* Instructions for the task
Please decide whether each statement below agrees with the bank resolution text, answering yes or no and quoting the words from the text that settle it. 1. Norwegian authorities received strong intervention powers after the banking crisis of the early 90s. 2. The text supports a special crisis management framework only for systemic banks. 3. Intervention thresholds should ideally apply later for cross-border banks than for purely domestic banks.

* Source extract
Threshold conditions and timing for use of tools

What are the appropriate thresholds for the use of resolution tools?

Resolution tools can be activated either based on a discretionary judgment (UK FSA threshold conditions) or based on hard (solvency) triggers (US FDIC). A resolution system based exclusively on solvency levels as triggers may not be sufficiently robust to valuation issues in a crisis. A more broad based system, with some discretionary elements may therefore be the best option in the EU. However, the system should also include some clear minimum thresholds leading to prompt resolution well before the bank is balance sheet insolvent. [4]

It is also important to connect the discussion about thresholds for resolution to the ongoing discussion in the Basel Committee on the appropriate level and quality of capital and the loss absorption capacity of the different capital categories. Currently, many supervisors would intervene if regulatory capital falls below 8 %, while others will not have the legal capacity to intervene before the bank is balance sheet insolvent. In Norway, authorities were given strong intervention powers after the banking crisis in the early 90s, including the power to write down share capital and subordinated loans on a going concern basis.

An additional problem area exposed by the current crisis is the widely divergent parameters used by certain IRB banks for similar credit categories. Comparison of financial strength across firms is thereby distorted, and trigger point information for supervisors weakened. The current impact assessment of Tier 1 capital has further strengthened the impression of widely divergent quality of core capital among large cross-border banks.

This regulatory limbo is detrimental to any coordinated crisis resolution and should be addressed as a matter of priority. A first step could be to clarify national differences in the EU, and then to look for common approaches to intervention within existing legal mandates. Thereafter, new legal tools could be implemented by those authorities with weak tool kits. The proposed BCBS measures on international standards for capital levels and quality should in any case facilitate a more consistent approach to resolution measures. [5]

The new thresholds for resolution should enable the authorities to resolve a bank with severe liquidity problems, even if regulatory capital is above the required minimum. Similar intervention threshold may also facilitate coordinated crisis intervention in cross-border banking groups.

Given the uncertainties regarding the crisis management framework for cross border banks, intervention thresholds should ideally kick in earlier for these banks than for pure domestic banks. They should also be required to hold ample buffers commensurate with the increased risk related to such groups.

Scope of the bank resolution framework

What should be the scope of an EU resolution framework? Should it only focus on deposit-taking banks (as opposed to any other regulated financial institution)?
If so, should it apply only to cross-border banking groups or should it also encompass single entities which only operate cross-border through branches?

Full harmonization of national resolution and insolvency laws will probably not be feasible in the short run, even though all national insolvency laws should be required to incorporate certain key minimum features.
We do not favour a special crisis management framework for (only) systemic banks.

Stakeholders' rights in bank resolution procedures

Is it necessary to derogate from certain of the requirements imposed by the EU Company Law Directives, and if so which conditions or triggers should apply to any such derogation? What appropriate safeguards, review or compensation mechanisms for shareholders, creditors and counterparties would be appropriate?

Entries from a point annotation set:
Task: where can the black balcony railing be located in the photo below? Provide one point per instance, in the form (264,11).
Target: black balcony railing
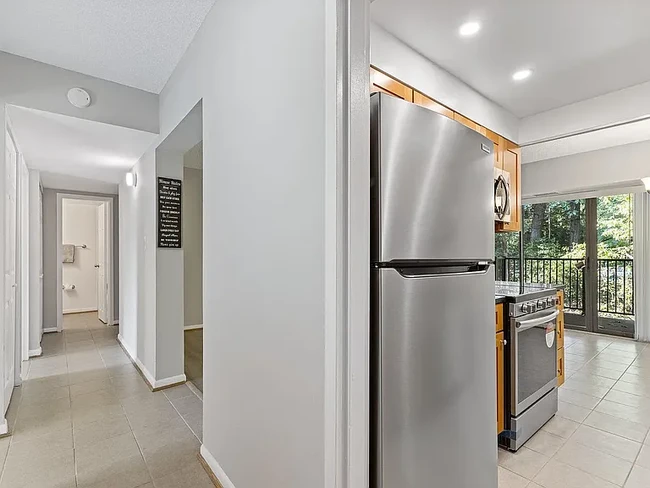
(615,280)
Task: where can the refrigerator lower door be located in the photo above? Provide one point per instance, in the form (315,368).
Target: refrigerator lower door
(433,380)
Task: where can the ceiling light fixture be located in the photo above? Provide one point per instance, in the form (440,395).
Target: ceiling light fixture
(131,179)
(522,74)
(469,29)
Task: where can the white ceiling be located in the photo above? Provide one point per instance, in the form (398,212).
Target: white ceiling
(136,43)
(578,49)
(81,148)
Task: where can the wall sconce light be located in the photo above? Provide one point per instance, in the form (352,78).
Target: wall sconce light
(131,179)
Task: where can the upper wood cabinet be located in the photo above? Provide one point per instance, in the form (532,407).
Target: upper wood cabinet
(507,155)
(431,104)
(379,82)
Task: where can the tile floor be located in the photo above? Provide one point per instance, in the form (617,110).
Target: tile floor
(85,418)
(599,438)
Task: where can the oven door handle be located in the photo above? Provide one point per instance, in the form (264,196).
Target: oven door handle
(528,324)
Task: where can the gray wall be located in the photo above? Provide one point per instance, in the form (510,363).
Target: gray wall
(50,285)
(193,245)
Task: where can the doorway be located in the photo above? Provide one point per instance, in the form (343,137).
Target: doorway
(585,245)
(85,251)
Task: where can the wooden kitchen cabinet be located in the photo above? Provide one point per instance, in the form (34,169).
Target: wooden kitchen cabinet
(379,82)
(512,164)
(423,100)
(501,395)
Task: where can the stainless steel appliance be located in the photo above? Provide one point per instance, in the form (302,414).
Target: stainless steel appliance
(433,398)
(532,362)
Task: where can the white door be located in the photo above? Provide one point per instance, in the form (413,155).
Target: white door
(10,271)
(102,285)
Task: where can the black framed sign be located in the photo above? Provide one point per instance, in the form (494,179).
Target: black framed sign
(169,213)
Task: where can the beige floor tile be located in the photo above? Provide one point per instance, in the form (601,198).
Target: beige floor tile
(595,462)
(624,411)
(611,444)
(633,400)
(579,399)
(545,443)
(641,389)
(615,425)
(644,457)
(639,478)
(572,412)
(191,475)
(559,475)
(93,432)
(524,462)
(561,427)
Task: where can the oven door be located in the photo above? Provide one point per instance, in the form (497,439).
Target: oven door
(533,357)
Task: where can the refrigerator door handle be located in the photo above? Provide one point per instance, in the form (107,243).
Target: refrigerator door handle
(445,270)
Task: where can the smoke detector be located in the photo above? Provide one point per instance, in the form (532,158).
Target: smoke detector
(79,97)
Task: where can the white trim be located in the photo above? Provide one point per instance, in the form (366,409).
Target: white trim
(217,470)
(80,310)
(60,196)
(172,380)
(35,352)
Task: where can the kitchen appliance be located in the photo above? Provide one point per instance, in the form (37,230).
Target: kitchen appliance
(501,195)
(433,398)
(532,361)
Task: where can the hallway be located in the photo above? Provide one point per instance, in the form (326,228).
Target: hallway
(85,418)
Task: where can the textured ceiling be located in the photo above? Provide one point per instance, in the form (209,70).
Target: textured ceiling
(137,43)
(77,147)
(578,49)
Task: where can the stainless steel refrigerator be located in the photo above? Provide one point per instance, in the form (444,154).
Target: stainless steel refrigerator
(433,366)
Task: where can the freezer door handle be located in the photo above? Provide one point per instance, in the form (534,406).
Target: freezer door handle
(444,270)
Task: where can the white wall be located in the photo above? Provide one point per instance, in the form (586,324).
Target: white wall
(193,244)
(265,166)
(397,59)
(35,262)
(587,170)
(79,227)
(31,84)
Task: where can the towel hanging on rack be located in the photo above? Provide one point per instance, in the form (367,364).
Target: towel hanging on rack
(68,253)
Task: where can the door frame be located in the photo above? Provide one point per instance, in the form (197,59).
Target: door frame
(110,246)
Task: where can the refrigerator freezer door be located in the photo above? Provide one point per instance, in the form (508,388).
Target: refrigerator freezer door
(433,382)
(432,185)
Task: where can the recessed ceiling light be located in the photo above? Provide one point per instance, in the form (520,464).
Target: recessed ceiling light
(522,74)
(469,29)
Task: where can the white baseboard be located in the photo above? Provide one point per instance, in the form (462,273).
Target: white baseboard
(172,380)
(35,352)
(216,468)
(80,310)
(193,327)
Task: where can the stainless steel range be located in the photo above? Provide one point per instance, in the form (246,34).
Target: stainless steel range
(532,360)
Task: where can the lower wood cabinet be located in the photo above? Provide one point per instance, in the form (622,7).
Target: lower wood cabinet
(501,397)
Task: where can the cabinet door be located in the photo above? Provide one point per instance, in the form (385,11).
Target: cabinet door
(500,343)
(498,312)
(470,123)
(379,82)
(560,367)
(512,164)
(431,104)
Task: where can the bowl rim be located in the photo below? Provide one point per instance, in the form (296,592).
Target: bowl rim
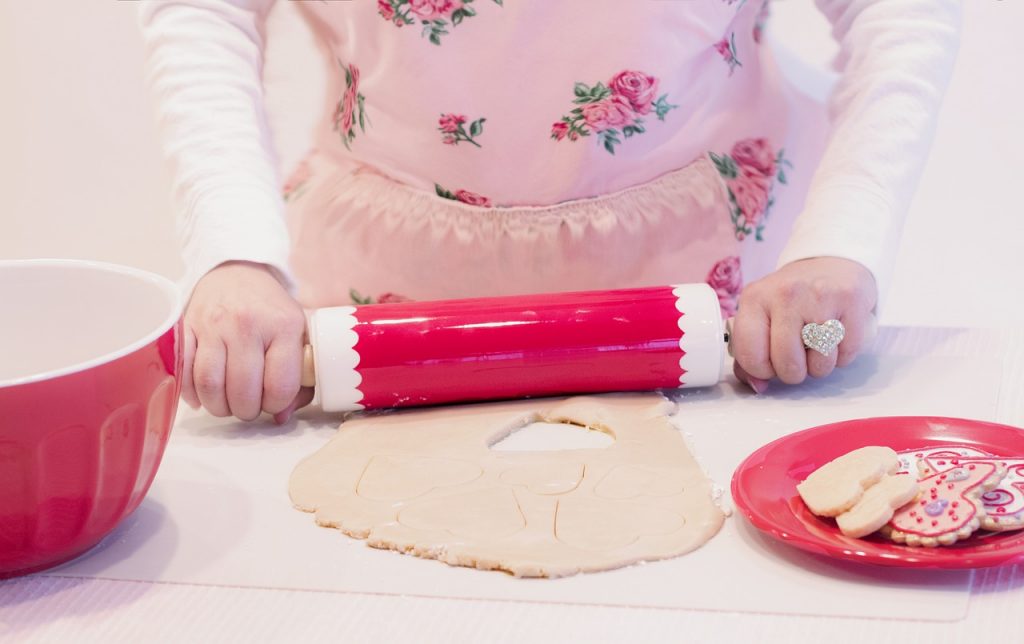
(169,289)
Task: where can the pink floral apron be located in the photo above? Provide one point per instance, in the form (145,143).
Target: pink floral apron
(460,157)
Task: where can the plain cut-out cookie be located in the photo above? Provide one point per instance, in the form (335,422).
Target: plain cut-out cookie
(528,513)
(459,514)
(878,505)
(839,484)
(548,478)
(630,481)
(398,476)
(595,524)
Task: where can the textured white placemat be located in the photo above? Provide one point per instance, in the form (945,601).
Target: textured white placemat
(218,513)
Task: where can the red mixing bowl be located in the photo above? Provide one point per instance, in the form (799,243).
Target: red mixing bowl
(90,366)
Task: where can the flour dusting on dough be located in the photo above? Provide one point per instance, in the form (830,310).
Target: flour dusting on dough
(425,482)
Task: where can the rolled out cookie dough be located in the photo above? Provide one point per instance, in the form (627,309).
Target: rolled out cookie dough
(426,482)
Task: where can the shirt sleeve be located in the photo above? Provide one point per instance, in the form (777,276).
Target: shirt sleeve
(205,62)
(896,57)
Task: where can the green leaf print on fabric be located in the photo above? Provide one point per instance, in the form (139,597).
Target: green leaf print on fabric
(453,128)
(351,109)
(751,170)
(434,15)
(613,112)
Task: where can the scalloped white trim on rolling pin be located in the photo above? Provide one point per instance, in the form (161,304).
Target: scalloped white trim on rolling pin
(702,335)
(333,334)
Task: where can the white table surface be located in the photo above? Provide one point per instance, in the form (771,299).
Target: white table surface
(55,608)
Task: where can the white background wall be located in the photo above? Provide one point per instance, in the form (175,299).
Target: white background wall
(81,175)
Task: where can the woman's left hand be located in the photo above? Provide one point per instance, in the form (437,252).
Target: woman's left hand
(772,311)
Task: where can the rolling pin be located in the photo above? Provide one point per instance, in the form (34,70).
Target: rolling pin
(422,353)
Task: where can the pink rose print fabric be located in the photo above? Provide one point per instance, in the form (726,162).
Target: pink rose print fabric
(435,15)
(453,129)
(726,277)
(751,170)
(727,49)
(613,112)
(351,108)
(465,197)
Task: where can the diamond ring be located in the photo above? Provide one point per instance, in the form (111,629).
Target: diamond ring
(823,338)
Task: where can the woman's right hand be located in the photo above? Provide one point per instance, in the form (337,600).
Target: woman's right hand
(244,341)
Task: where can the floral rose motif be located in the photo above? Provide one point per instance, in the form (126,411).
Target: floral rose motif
(559,130)
(435,15)
(449,123)
(726,278)
(430,9)
(452,126)
(613,110)
(350,110)
(472,199)
(751,170)
(752,196)
(636,87)
(465,197)
(755,155)
(727,49)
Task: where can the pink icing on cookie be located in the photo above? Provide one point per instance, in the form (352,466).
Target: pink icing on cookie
(908,458)
(936,501)
(1007,499)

* Task response
1. Yes: "In Norway, authorities were given strong intervention powers after the banking crisis in the early 90s"
2. No: "We do not favour a special crisis management framework for (only) systemic banks."
3. No: "intervention thresholds should ideally kick in earlier for these banks than for pure domestic banks"